_TO BE DONE_: Copy all of the data below verbatim, line by line.

============

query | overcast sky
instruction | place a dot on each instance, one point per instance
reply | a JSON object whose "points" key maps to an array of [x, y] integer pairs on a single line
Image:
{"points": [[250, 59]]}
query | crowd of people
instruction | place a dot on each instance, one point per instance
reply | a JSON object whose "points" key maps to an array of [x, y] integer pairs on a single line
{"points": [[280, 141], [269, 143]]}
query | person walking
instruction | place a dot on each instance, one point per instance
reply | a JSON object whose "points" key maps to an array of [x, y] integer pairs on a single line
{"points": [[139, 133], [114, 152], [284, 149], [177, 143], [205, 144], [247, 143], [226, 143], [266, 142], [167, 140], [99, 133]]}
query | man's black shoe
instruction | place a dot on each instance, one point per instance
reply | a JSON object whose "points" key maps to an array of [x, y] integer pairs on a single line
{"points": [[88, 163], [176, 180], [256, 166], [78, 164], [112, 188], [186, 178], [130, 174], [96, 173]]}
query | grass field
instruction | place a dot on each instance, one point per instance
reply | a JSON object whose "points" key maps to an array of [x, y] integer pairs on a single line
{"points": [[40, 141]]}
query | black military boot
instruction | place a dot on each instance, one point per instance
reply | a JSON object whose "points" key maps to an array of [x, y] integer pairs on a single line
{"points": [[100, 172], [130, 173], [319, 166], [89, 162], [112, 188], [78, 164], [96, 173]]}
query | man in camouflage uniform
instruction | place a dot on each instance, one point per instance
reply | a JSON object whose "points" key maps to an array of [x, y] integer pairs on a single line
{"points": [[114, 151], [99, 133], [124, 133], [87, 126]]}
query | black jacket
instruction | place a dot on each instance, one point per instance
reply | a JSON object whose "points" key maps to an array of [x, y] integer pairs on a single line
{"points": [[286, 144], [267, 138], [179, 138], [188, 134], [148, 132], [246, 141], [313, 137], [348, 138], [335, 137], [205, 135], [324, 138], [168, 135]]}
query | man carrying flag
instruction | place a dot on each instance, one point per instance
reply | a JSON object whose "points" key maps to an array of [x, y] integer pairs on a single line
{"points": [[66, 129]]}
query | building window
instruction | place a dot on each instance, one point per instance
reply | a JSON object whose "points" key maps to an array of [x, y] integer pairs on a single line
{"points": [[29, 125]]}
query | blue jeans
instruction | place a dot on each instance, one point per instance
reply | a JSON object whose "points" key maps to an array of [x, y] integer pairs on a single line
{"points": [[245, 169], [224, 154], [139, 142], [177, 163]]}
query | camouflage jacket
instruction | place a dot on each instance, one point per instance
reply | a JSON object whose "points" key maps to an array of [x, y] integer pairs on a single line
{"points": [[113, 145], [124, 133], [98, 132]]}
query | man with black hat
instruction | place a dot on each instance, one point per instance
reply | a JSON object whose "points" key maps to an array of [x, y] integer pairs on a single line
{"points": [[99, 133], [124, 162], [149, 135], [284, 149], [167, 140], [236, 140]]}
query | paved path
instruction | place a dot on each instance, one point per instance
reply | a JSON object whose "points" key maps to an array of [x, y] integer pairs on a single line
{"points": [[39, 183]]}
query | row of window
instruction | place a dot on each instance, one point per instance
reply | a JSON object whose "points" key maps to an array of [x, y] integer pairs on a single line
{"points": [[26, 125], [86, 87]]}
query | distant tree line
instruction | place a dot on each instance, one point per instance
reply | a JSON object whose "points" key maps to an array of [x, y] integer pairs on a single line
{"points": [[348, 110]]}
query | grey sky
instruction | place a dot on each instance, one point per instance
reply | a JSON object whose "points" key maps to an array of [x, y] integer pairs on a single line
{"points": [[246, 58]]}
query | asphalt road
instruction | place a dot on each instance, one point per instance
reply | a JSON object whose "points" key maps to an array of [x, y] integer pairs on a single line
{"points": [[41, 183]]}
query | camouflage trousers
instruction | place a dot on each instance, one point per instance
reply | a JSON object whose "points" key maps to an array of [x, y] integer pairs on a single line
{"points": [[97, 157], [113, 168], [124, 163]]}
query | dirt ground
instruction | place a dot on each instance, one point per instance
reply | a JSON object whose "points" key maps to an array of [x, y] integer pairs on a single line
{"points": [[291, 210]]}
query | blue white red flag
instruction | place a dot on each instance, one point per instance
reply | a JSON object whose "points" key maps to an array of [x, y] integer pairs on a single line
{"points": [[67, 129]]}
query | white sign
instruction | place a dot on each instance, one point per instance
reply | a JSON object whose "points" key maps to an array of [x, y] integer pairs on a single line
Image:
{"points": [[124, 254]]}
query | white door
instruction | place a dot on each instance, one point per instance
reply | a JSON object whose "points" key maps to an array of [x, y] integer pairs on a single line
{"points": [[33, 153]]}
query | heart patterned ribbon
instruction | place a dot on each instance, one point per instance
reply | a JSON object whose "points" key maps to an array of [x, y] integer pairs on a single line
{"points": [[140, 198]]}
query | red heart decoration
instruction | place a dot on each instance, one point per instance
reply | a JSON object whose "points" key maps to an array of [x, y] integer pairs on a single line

============

_WORKED ANSWER_:
query | overcast sky
instruction | place a dot on each instance, one point per instance
reply | a JSON object whose "points" key maps to an array of [x, y] integer pairs on a single line
Image:
{"points": [[250, 59]]}
query | crowd of people
instruction | place a dot on each instance, one point per instance
reply | a JSON object whose "points" key maps to an array of [x, y] integer pairs on a single line
{"points": [[280, 141], [269, 143]]}
query | person walking
instruction | place a dot on each instance, one point per instance
reply | a JSON object whose "points" key maps to an array of [x, y] integer pairs on a single line
{"points": [[139, 133], [114, 152], [284, 149], [177, 143], [205, 144], [247, 143], [226, 143], [266, 142], [167, 140], [99, 133]]}
query | man's black shoe
instruction | place a dot on each instance, one point per instance
reply | a JSON object whose "points" key maps to an array of [x, y] integer pairs on a single line
{"points": [[88, 163], [176, 180], [256, 166], [78, 164], [112, 188], [186, 178], [130, 174], [96, 173]]}
query | grass field
instruction | place a dot on each instance, one point per instance
reply | a JSON object whose "points" key maps to an array of [x, y] integer pairs on a single line
{"points": [[40, 141]]}
query | black military boot
instruction | place a dot on each instance, one point per instance
reply | a JSON object whose "points" key maps to an array of [x, y] integer pairs on a single line
{"points": [[100, 172], [130, 173], [319, 166], [89, 162], [112, 188], [78, 164], [96, 173]]}
query | man in camouflage uniform
instruction | place a dot on each instance, one point per instance
reply | a JSON object whose "points" key maps to an array of [x, y] integer pairs on a single line
{"points": [[114, 151], [99, 133], [124, 133], [87, 126]]}
query | black jacket
instruction | place a dot on each instance, one point per instance
reply | a JSON object whose "points" key maps to an array of [x, y] integer pairs on a single line
{"points": [[286, 144], [267, 138], [179, 138], [188, 134], [148, 132], [246, 141], [313, 137], [348, 138], [335, 137], [205, 135], [324, 138], [168, 135]]}
query | man carrying flag
instruction | place a dot on each instance, one point per instance
reply | a JSON object whose "points" key maps to an array of [x, y] integer pairs on a single line
{"points": [[66, 129]]}
query | building window
instruction | place a dot on each instance, one point per instance
reply | a JSON object whose "points" key maps to an array of [x, y] integer pairs on a single line
{"points": [[29, 125]]}
query | blue jeans
instruction | place a dot on each instance, one point per instance
reply | a JSON object whose "points" key maps to an array of [x, y] integer pairs on a single line
{"points": [[245, 169], [224, 154], [139, 142], [177, 163]]}
query | camouflage jacket
instruction | place a dot on each instance, one point per instance
reply | a JSON object whose "points" key maps to an array of [x, y] integer pairs on a single line
{"points": [[113, 145], [124, 133], [98, 132]]}
query | man with black hat
instruction | place a dot on each instance, one point per instance
reply | a JSON object whose "points" key maps to an array of [x, y] integer pairs on a single line
{"points": [[99, 133], [124, 162], [149, 135], [284, 149], [167, 140], [236, 140]]}
query | paved path
instruction | place a dot on each instance, one point per instance
reply | a JSON object whose "points" key maps to an array of [x, y] integer pairs on a single line
{"points": [[39, 183]]}
query | row of window
instruction | place a dot on each instance, one point per instance
reply | a JSON object whose "points" key maps to an array of [x, y] integer pairs on a single line
{"points": [[26, 125], [86, 87]]}
query | distant tree line
instruction | place a dot on each instance, one point per instance
reply | a JSON object whose "points" key maps to an array of [x, y] integer pairs on a single line
{"points": [[348, 110]]}
query | grey sky
instruction | place a dot on each instance, one point per instance
reply | a JSON object whose "points" key maps to an array of [x, y] integer pairs on a single line
{"points": [[246, 58]]}
query | asphalt road
instruction | place a dot on each instance, one point per instance
reply | a JSON object whose "points" key maps to an array of [x, y] integer pairs on a single line
{"points": [[41, 183]]}
query | camouflage trousers
instruction | place a dot on each instance, one point per instance
reply | a JSON object whose "points" key maps to an array of [x, y] integer pairs on a single line
{"points": [[97, 157], [113, 168], [124, 163]]}
query | dirt ground
instruction | place a dot on each instance, one point per instance
reply | a JSON object whose "points" key maps to an array of [x, y] integer pairs on a single line
{"points": [[291, 210]]}
query | blue white red flag
instruction | place a dot on each instance, one point per instance
reply | a JSON object whose "points" key maps to an array of [x, y] integer pairs on a single line
{"points": [[67, 129]]}
query | white sign
instruction | place a dot on each instance, one point per instance
reply | a JSON object whose "points" key maps to an array of [x, y] integer pairs on a single line
Image:
{"points": [[124, 254]]}
query | white door
instruction | place a dot on each instance, one point per instance
reply | a JSON object whose "points" key maps to an array of [x, y] integer pairs on a single line
{"points": [[33, 153]]}
query | heart patterned ribbon
instruction | place a dot on each instance, one point per instance
reply | a JSON object whose "points" key maps to an array of [x, y] integer pairs on a single line
{"points": [[140, 198]]}
query | red heart decoration
instruction | place a dot on each instance, one point per instance
reply | a JSON object whose "points" key maps to an array of [x, y] integer pairs on a single line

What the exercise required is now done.